▶ [Instructions for the task] Repeat all the material exactly; pictures stay out of your copy.

[Point placement records]
-- BEGIN --

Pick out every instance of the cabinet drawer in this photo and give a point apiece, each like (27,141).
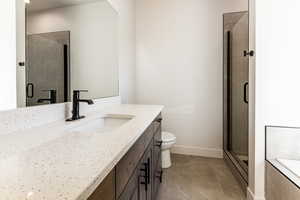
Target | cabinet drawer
(129,162)
(106,190)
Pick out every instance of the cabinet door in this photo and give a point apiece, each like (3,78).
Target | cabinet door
(145,186)
(157,143)
(131,190)
(157,176)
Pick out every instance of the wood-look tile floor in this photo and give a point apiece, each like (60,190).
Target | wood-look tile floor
(197,178)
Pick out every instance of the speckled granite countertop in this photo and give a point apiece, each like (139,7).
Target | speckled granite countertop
(53,163)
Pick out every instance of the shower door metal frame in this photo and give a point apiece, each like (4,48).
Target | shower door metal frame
(238,168)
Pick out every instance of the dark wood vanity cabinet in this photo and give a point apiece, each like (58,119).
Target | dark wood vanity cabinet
(138,174)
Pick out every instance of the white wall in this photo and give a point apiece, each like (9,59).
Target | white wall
(179,65)
(8,55)
(126,9)
(94,44)
(276,72)
(20,45)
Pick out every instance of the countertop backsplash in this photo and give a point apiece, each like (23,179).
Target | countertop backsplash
(24,118)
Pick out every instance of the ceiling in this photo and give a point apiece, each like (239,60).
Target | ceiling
(38,5)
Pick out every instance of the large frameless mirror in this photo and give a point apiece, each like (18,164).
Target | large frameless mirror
(70,45)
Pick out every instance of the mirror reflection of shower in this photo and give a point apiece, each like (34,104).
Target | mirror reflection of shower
(236,72)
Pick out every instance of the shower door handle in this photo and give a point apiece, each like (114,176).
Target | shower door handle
(245,92)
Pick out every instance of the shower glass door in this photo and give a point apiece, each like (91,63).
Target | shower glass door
(236,73)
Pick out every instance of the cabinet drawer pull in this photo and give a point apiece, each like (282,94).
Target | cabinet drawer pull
(159,120)
(159,176)
(146,176)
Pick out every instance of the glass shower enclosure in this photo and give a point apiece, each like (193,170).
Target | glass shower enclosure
(235,77)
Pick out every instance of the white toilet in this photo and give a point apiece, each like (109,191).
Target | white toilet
(168,140)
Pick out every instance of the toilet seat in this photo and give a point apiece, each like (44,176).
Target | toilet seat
(168,137)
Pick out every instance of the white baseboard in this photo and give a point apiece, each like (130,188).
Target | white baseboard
(251,196)
(197,151)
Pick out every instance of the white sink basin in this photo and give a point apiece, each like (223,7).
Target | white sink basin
(107,123)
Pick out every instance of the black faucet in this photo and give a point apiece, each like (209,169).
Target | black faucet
(51,99)
(76,101)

-- END --

▶ [Full response]
Pick out every instance of the cabinet drawer in this photo and give a point apiece, each like (27,141).
Target | cabinet drawer
(129,162)
(106,190)
Pick out every instance of the cabinet door in this photo and give a point apiece, each like (3,78).
Target | cabinet door
(145,186)
(157,143)
(131,190)
(157,176)
Pick out every instance of the wood-look tile floor in this photo and give a point apiece, each like (60,190).
Target | wood-look tile floor
(197,178)
Pick out every instance of the speckled granite countertop in this photo and give a point apiece, each like (139,7).
Target | speckled granite countertop
(53,163)
Pick out every instance of the shower door metal frame in this photo and give a point apiece, each like (4,48).
Target | shower door metal frame
(238,168)
Pick out every instance of the dark wood vanity cabinet in this photo and give a point apiece, each like (58,119).
Target | dark wood vanity cabinet
(138,174)
Pick out every instance of the white wall in this photo and give a point apiece, each like (9,59).
Target | white wall
(179,65)
(8,55)
(126,9)
(94,44)
(276,72)
(20,45)
Pick out every instance of the countertop backsplash in this photo and give a point apiece, each like (23,179).
Target | countertop backsplash
(24,118)
Pick out every instance of the ceiling in this photo and give a point apiece, each like (239,60).
Target | ceiling
(38,5)
Pick out every instance of the large frameless mirror in this photo and give a point apiece, each like (18,164).
Target | large frameless mirror
(70,45)
Pick out every instance of the mirror reflection of shower in this photo and give a point apiece, each like (34,104).
Target | mirror reflection of shower
(236,72)
Pick out every instance of the shower door handle in this photo and give a point apiece, each like (114,176).
Target | shower door handle
(245,92)
Pick out every instance of the shower glass door in this photo and give a point apiece, each like (91,63).
Target | shower glass door
(236,73)
Pick out every instance of the cabinet drawer pull in this photo and give a point apiece, each like (282,94).
Target | cabinet drawer pull
(159,120)
(159,176)
(146,176)
Pick out every instance of the glass shower enclosure in this photo and give a point apiece, each like (193,170).
Target | glass shower enclosure
(235,77)
Pick out every instance of the white toilet in this photo and give a point apiece, each like (109,191).
Target | white toilet
(168,140)
Pick out every instance of the toilet seat in this photo and give a point apiece, each like (44,176).
Target | toilet seat
(168,137)
Pick out every instance of the white baseboard in this photo and give a point apiece, each like (130,188).
Target | white baseboard
(251,196)
(197,151)
Pick out every instance of the white sink basin in this photo and give a point apiece, each like (223,7).
Target | white sink basin
(107,123)
Pick out every instance of the black faucet in this photo and give a point apiece, each like (209,169).
Target | black faucet
(51,99)
(76,101)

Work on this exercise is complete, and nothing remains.